Start of Input material
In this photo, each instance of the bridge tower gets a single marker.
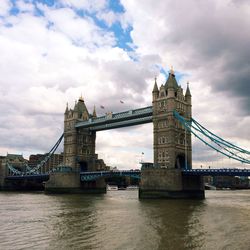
(79, 154)
(172, 146)
(79, 144)
(172, 143)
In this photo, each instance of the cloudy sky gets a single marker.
(52, 51)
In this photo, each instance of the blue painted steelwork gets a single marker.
(90, 176)
(217, 172)
(213, 141)
(34, 171)
(118, 120)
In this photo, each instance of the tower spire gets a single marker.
(155, 86)
(94, 112)
(188, 93)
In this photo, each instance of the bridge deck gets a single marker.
(88, 176)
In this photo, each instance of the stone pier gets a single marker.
(170, 183)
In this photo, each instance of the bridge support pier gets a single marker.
(61, 182)
(170, 184)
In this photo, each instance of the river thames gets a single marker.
(119, 220)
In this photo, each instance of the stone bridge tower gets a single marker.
(172, 146)
(172, 143)
(79, 155)
(79, 144)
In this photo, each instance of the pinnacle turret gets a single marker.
(94, 113)
(67, 109)
(188, 93)
(155, 87)
(171, 81)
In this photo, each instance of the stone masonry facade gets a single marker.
(172, 143)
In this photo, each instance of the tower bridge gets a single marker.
(171, 174)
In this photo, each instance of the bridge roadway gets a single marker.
(90, 176)
(118, 120)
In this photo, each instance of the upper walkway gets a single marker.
(89, 176)
(118, 120)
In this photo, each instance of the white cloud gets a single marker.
(5, 7)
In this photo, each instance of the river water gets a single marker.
(118, 220)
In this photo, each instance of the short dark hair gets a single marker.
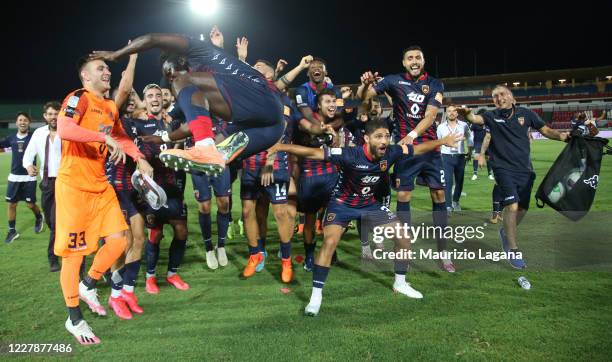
(375, 124)
(325, 91)
(412, 47)
(51, 104)
(25, 114)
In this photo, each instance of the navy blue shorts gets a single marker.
(314, 191)
(514, 186)
(202, 184)
(426, 169)
(21, 191)
(176, 209)
(371, 215)
(130, 203)
(251, 188)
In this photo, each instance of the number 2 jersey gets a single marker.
(360, 173)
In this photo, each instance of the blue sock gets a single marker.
(403, 212)
(206, 228)
(131, 273)
(286, 250)
(440, 218)
(400, 266)
(175, 254)
(253, 250)
(152, 254)
(319, 276)
(222, 226)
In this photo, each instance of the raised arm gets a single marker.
(168, 42)
(450, 140)
(284, 81)
(554, 134)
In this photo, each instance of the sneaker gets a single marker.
(504, 240)
(405, 289)
(448, 265)
(205, 159)
(11, 236)
(233, 145)
(308, 263)
(254, 260)
(515, 257)
(287, 271)
(312, 310)
(54, 265)
(221, 256)
(151, 285)
(211, 260)
(39, 225)
(262, 263)
(120, 308)
(176, 281)
(132, 301)
(90, 297)
(82, 332)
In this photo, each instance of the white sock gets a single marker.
(317, 295)
(400, 278)
(205, 142)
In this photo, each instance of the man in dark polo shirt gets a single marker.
(509, 151)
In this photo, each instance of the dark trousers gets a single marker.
(454, 171)
(48, 205)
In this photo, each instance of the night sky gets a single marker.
(42, 40)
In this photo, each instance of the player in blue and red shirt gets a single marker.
(361, 170)
(175, 213)
(416, 97)
(21, 186)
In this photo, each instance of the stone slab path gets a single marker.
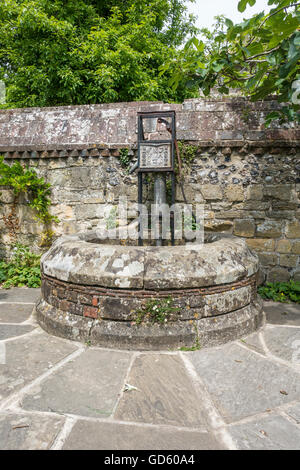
(58, 394)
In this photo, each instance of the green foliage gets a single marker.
(260, 57)
(125, 159)
(23, 269)
(83, 52)
(156, 311)
(111, 220)
(281, 291)
(26, 181)
(187, 153)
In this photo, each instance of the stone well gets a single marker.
(100, 293)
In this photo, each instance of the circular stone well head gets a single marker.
(135, 297)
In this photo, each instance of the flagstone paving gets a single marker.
(58, 394)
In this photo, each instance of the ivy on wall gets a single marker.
(25, 181)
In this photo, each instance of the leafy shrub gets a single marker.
(281, 291)
(23, 269)
(25, 180)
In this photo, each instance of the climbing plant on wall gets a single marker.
(25, 181)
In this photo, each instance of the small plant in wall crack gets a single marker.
(26, 181)
(125, 159)
(156, 311)
(22, 269)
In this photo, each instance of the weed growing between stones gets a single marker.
(125, 159)
(157, 311)
(281, 291)
(26, 181)
(23, 269)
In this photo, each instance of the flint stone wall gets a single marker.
(247, 176)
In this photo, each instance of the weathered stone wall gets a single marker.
(247, 177)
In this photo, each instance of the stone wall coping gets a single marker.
(214, 121)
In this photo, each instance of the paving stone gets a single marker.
(87, 386)
(29, 357)
(284, 342)
(102, 436)
(294, 412)
(15, 313)
(282, 313)
(20, 294)
(242, 383)
(253, 342)
(165, 393)
(28, 432)
(271, 433)
(9, 331)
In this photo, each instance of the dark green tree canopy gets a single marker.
(64, 52)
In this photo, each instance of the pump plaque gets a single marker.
(155, 156)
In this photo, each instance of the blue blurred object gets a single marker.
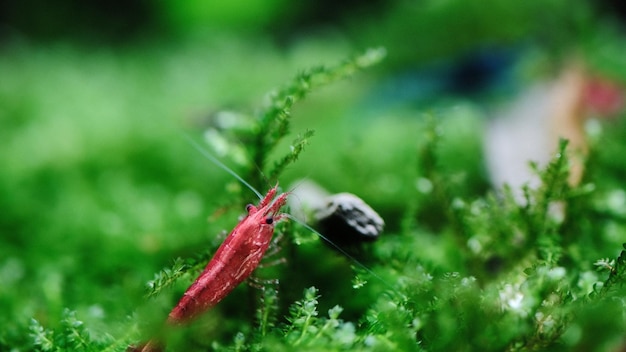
(482, 74)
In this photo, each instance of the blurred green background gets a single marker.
(99, 188)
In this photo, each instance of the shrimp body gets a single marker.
(235, 260)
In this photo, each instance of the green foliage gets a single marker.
(102, 193)
(274, 121)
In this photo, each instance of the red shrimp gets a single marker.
(235, 260)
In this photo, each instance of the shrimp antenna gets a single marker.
(341, 250)
(220, 164)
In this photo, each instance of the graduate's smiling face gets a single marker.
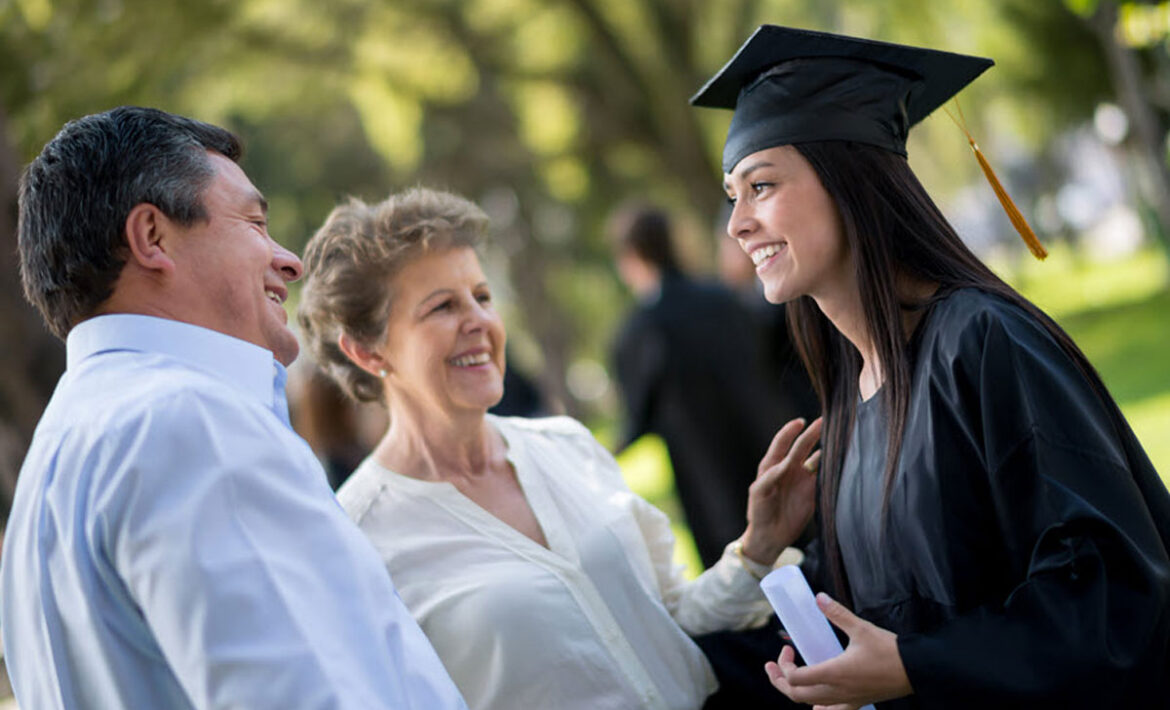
(786, 222)
(445, 340)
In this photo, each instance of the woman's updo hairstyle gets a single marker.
(350, 264)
End of Input material
The answer consists solely of the lines from the one holding "In this photo, each instance of the graduate's" through the last line of the entries above, set down verbatim, without any pictures.

In this photo, each instance of the graduate's smiling face gets a single marker.
(786, 222)
(445, 340)
In this photo, each instance of the woman's updo hairstyle gets a single marker.
(350, 264)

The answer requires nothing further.